* _EXERCISE REQUIREMENTS_
Take the data below and copy exactly the lines starting at the one with "-- sample [600,32]." and finishing at the one with "-- sample [205,299].", both included.

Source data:
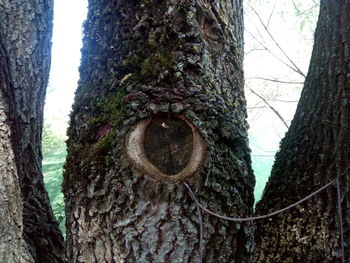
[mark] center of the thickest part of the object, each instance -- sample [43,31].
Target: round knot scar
[166,147]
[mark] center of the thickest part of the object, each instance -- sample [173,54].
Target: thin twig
[273,9]
[272,108]
[276,43]
[274,55]
[279,81]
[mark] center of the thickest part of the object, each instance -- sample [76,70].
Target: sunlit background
[278,44]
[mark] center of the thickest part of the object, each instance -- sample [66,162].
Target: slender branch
[276,43]
[272,108]
[272,11]
[289,101]
[279,81]
[254,49]
[268,50]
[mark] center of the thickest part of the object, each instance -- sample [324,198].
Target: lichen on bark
[179,57]
[314,152]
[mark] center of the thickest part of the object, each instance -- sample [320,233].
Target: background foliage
[269,72]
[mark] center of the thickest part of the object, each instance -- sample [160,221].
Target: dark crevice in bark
[24,90]
[314,151]
[141,59]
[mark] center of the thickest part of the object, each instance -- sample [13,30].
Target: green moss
[102,147]
[156,63]
[148,61]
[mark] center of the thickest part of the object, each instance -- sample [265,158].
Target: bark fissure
[25,41]
[314,151]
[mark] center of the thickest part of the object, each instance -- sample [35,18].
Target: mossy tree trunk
[29,231]
[140,59]
[315,151]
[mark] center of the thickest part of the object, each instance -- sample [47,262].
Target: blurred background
[278,45]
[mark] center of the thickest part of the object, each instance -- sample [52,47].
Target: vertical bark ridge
[315,150]
[26,29]
[141,58]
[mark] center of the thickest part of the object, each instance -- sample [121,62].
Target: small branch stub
[166,147]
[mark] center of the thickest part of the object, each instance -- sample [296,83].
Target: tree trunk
[315,151]
[150,67]
[26,215]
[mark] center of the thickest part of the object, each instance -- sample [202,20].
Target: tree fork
[25,46]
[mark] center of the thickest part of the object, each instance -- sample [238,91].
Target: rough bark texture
[315,150]
[25,45]
[141,58]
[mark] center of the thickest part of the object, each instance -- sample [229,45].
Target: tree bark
[146,59]
[25,45]
[315,150]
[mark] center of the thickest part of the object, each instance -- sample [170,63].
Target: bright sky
[291,25]
[67,41]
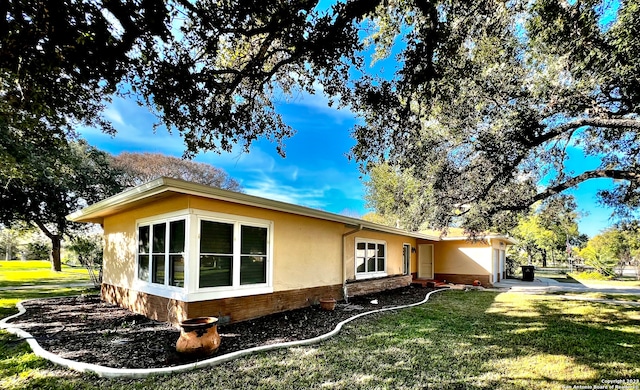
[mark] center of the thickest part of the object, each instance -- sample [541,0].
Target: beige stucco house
[176,250]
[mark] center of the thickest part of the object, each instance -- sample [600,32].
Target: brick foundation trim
[367,286]
[464,279]
[228,310]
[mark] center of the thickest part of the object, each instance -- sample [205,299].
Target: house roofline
[510,240]
[97,211]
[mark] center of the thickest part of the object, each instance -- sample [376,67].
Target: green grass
[596,295]
[595,279]
[459,340]
[35,272]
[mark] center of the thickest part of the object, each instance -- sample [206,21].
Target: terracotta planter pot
[327,304]
[199,336]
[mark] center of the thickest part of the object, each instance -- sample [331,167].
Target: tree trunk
[56,263]
[56,239]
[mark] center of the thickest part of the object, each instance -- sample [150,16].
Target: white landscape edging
[110,372]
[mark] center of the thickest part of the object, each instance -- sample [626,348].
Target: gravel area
[88,330]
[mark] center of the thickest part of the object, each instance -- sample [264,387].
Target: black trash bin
[528,273]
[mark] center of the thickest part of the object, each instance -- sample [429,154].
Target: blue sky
[315,173]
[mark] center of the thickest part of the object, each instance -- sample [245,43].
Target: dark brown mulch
[88,330]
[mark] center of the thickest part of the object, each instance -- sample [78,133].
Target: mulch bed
[88,330]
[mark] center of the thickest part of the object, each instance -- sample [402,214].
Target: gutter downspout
[344,261]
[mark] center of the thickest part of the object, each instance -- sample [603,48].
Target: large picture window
[161,247]
[208,255]
[370,258]
[232,254]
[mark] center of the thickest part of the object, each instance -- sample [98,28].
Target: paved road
[545,285]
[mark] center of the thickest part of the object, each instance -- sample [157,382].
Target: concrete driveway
[546,285]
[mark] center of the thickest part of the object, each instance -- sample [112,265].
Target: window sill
[230,292]
[370,275]
[181,294]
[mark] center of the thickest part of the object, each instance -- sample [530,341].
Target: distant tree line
[39,187]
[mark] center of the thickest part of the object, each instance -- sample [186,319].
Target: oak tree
[139,168]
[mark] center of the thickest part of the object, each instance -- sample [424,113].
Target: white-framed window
[194,255]
[162,250]
[370,258]
[233,254]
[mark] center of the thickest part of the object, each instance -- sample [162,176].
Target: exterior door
[406,257]
[425,261]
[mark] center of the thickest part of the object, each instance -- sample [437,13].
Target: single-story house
[176,250]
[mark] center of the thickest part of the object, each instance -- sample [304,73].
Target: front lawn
[15,273]
[457,340]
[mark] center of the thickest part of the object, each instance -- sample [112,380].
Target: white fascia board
[164,184]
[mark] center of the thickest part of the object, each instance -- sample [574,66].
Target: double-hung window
[232,254]
[161,252]
[370,258]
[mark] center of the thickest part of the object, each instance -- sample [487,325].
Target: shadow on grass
[458,340]
[9,298]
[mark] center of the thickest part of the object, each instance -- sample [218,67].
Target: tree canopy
[485,103]
[44,185]
[139,168]
[487,118]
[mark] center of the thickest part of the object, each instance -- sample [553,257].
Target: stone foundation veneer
[367,286]
[228,310]
[237,309]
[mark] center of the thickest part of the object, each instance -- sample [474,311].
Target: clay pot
[199,336]
[327,304]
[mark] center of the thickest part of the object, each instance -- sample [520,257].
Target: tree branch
[616,174]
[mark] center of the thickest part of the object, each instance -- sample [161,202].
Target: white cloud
[267,187]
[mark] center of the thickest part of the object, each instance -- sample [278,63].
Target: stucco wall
[307,252]
[120,239]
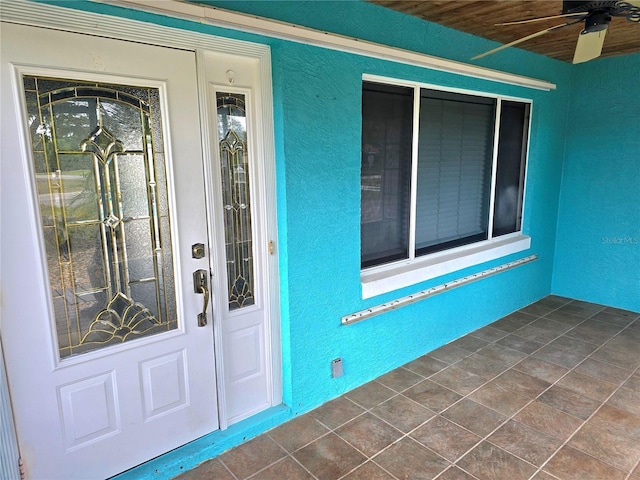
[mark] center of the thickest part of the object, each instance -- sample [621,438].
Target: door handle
[200,285]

* _RESULT_
[mark] center of the thickest part of the object, each instance -- sample [600,32].
Target: brick foundation trim
[367,286]
[464,279]
[228,310]
[mark] center of the thickest part of the object, each instance -- sample [205,299].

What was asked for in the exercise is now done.